## [Given exercise a]
From the mailing-list excerpt on FUSE request buffers, extract verbatim the passage from "When you implement" up to and including "in your code?".

## [Selected text]
********************
When you implement support for concurrent FUSE-over-io_uring requests
you'll need to pre-allocate a buffer for each request. That
pre-allocation code will be separate from the request buffer that this
patch series defines. So I think this issue is specific to
FUSE-over-io_uring and something that can be done in your upcoming
patches rather than something that affects this patch series.

How about going ahead and writing the FUSE-over-io_uring-specific code
for pre-allocating request buffers right away instead of using
FuseQueue->request_buf[] in your code?

Stefan

> 
> 
> Brian
> 
> On 6/4/25 9:28 AM, Hanna Czenczek wrote:
> > We probably want to support larger write sizes than just 4k; 64k seems
> > nice.  However, we cannot read partial requests from the FUSE FD, we
> > always have to read requests in full; so our read buffer must be large
> > enough to accommodate potential 64k writes if we want to support that.
> > 
> > Always allocating FuseRequest objects with 64k buffers in them seems
> > wasteful, though.  But we can get around the issue by splitting the
> > buffer into two and using readv(): One part will hold all normal (up to
> > 4k) write requests and all other requests, and a second part (the
> > "spill-over buffer") will be used only for larger write requests.  Each
> > FuseQueue has its own spill-over buffer, and only if we find it used
> > when reading a request will we move its ownership into the FuseRequest
> > object and allocate a new spill-over buffer for the queue.
> > 
> > This way, we get to support "large" write sizes without having to
> > allocate big buffers when they aren't used.
> > 
> > Also, this even reduces the size of the FuseRequest objects because the
> > read buffer has to have at least FUSE_MIN_READ_BUFFER (8192) bytes; but
> > the requests we support are not quite so large (except for >4k writes),
> > so until now, we basically had to have useless padding in there.
********************
## [Stored records]
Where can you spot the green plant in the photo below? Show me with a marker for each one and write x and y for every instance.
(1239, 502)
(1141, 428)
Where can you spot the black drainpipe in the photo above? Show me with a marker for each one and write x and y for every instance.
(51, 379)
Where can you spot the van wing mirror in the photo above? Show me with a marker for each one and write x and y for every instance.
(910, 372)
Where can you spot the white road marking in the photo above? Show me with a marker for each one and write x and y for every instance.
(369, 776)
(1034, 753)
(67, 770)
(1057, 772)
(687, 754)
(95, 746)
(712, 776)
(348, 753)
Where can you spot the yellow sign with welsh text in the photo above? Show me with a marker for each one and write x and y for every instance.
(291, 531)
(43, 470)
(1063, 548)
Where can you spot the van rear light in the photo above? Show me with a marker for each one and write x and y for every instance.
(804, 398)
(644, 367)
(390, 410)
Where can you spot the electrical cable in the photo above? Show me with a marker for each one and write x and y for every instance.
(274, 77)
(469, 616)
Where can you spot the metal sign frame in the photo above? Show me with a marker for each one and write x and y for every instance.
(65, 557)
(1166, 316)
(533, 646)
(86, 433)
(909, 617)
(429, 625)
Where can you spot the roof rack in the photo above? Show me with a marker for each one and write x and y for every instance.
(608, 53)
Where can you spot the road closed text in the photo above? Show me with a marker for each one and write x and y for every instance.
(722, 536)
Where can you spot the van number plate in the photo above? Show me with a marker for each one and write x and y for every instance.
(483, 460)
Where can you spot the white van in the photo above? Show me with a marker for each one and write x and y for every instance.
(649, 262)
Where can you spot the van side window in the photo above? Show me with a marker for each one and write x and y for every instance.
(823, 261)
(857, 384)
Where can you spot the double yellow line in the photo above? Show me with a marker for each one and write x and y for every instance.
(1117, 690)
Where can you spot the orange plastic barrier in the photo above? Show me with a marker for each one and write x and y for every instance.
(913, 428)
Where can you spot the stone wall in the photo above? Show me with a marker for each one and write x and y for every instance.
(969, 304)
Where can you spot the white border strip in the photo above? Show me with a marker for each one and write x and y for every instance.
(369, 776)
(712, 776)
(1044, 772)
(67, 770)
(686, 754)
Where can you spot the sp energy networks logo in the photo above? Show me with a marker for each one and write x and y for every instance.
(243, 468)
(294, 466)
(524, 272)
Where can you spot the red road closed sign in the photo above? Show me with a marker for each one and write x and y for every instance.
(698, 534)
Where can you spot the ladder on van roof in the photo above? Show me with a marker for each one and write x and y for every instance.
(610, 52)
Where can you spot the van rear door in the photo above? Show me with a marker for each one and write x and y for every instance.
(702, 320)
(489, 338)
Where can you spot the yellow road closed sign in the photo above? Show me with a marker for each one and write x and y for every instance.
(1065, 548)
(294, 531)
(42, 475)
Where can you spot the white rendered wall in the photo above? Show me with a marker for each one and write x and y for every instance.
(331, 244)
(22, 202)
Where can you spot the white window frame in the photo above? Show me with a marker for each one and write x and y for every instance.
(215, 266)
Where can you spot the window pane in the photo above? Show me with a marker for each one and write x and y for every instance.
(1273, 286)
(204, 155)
********************
## [Given exercise b]
In the listing, reproduce the lines from the line with "Where can you spot the white road" up to and including the line with "(1063, 548)", replacing "white road marking" with "painted lane line" and leaving everything else unchanged. Return only those lines.

## [Reply a]
When you implement support for concurrent FUSE-over-io_uring requests
you'll need to pre-allocate a buffer for each request. That
pre-allocation code will be separate from the request buffer that this
patch series defines. So I think this issue is specific to
FUSE-over-io_uring and something that can be done in your upcoming
patches rather than something that affects this patch series.

How about going ahead and writing the FUSE-over-io_uring-specific code
for pre-allocating request buffers right away instead of using
FuseQueue->request_buf[] in your code?

## [Reply b]
Where can you spot the painted lane line in the photo above? Show me with a marker for each one and write x and y for every instance.
(369, 776)
(1034, 753)
(67, 770)
(1057, 772)
(687, 754)
(95, 746)
(712, 776)
(348, 753)
Where can you spot the yellow sign with welsh text in the photo above? Show me with a marker for each one and write x and y for every instance.
(291, 531)
(43, 470)
(1063, 548)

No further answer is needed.